_Your instructions_. Using the entries below, output exactly the line containing "TARGET = concrete building" and all lines that follow it to the end.

_Records_.
##########
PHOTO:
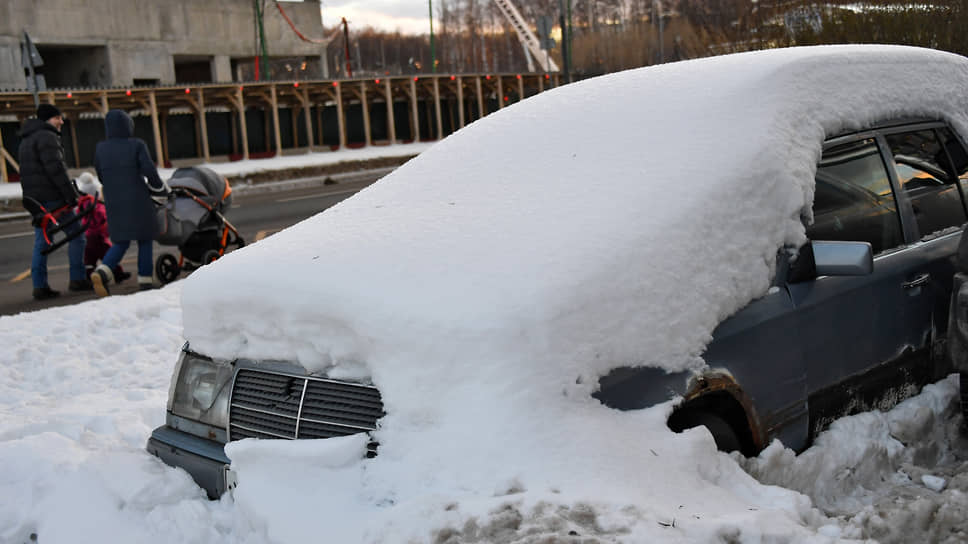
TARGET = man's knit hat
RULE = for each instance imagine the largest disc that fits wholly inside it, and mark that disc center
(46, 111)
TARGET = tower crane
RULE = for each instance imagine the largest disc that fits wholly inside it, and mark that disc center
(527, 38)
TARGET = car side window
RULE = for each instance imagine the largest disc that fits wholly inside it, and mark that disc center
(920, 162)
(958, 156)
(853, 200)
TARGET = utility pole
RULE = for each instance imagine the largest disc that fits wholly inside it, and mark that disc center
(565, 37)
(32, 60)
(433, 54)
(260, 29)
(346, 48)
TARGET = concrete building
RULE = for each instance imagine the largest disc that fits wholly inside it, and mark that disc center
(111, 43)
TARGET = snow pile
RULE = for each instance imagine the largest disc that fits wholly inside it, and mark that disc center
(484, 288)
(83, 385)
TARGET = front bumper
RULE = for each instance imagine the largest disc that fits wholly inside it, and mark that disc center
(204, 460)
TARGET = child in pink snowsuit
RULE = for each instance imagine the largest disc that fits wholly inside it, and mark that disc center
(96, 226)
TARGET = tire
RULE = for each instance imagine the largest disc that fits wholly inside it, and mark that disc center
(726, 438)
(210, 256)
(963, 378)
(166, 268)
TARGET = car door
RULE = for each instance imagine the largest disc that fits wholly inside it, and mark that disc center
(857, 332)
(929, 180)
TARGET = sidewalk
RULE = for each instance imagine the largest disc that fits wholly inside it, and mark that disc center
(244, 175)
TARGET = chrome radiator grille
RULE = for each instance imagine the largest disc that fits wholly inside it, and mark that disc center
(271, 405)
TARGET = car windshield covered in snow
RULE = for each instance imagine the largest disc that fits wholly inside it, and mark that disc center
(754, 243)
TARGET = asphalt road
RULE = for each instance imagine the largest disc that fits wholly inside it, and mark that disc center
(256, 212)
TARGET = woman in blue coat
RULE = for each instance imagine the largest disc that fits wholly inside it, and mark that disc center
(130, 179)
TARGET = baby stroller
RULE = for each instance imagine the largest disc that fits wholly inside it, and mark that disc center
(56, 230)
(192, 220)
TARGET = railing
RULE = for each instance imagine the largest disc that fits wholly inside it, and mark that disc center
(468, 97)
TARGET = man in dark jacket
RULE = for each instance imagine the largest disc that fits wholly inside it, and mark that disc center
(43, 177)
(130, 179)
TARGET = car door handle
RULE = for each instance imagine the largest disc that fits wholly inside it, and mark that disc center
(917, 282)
##########
_Full response_.
TARGET = concrete building
RULE = for each instance imagine the largest disc that fits wholly inside it, and mark that disc center
(111, 43)
TARGET = snow pile
RULE = for each instance imagine the largest disc that fits wholly inside it, and mark that disc center
(484, 288)
(83, 385)
TARGET = front bumper
RULE = for each instance imagine the largest disc that fits wholly inside it, and mark that disc center
(204, 460)
TARGET = child in pink snowsuit
RULE = for each instance imagine the largest disc that fits wholly inside it, and mark that disc center
(96, 226)
TARGET = tire
RULE = for each instance imagine the largest disc that fits wholly inside it, and mark that disc center
(726, 438)
(210, 256)
(963, 378)
(166, 268)
TARGET = car door
RULE = for each instance imagine the largest disc that fits wholly inside it, and mark that disc center
(857, 332)
(929, 180)
TARGET = sidewalk
RULE = for each instance imagine the largest disc that fits wholly inside it, and mark that disc center
(244, 175)
TARGET = chrome radiator grille
RULE = for each instance imagine the largest disc that fits wholly inside it, and mark that disc center
(271, 405)
TARGET = car windshield covered in snow
RULE = for each instance imagine the largest disc that fits wholly inside it, and mark that disc center
(754, 243)
TARGET = asphalt road
RULE = for each instance imagine the largest disc that fits wholly inside it, and mark that disc center
(256, 212)
TARGET = woman in blue coat
RULE = for each instance imagine the largest disc that fits wholly inside it, and mark that disc center
(130, 179)
TARGET = baby stroller
RULE = for each instance imagine the largest disc that fits wholly inside it, and mark that disc center
(56, 230)
(192, 220)
TARGET = railing
RULE = for each instance imagine the largest disc that fits wholly inside it, and mark that disc center
(468, 97)
TARGET = man in dark jacket
RULE = for each instance imagine the largest disc that fits wholly inside it, and mark that disc center
(43, 177)
(130, 179)
TARGET = car door handle
RULE = for each instance imagine the largest disc that fits wholly inside it, and mark that disc center
(917, 282)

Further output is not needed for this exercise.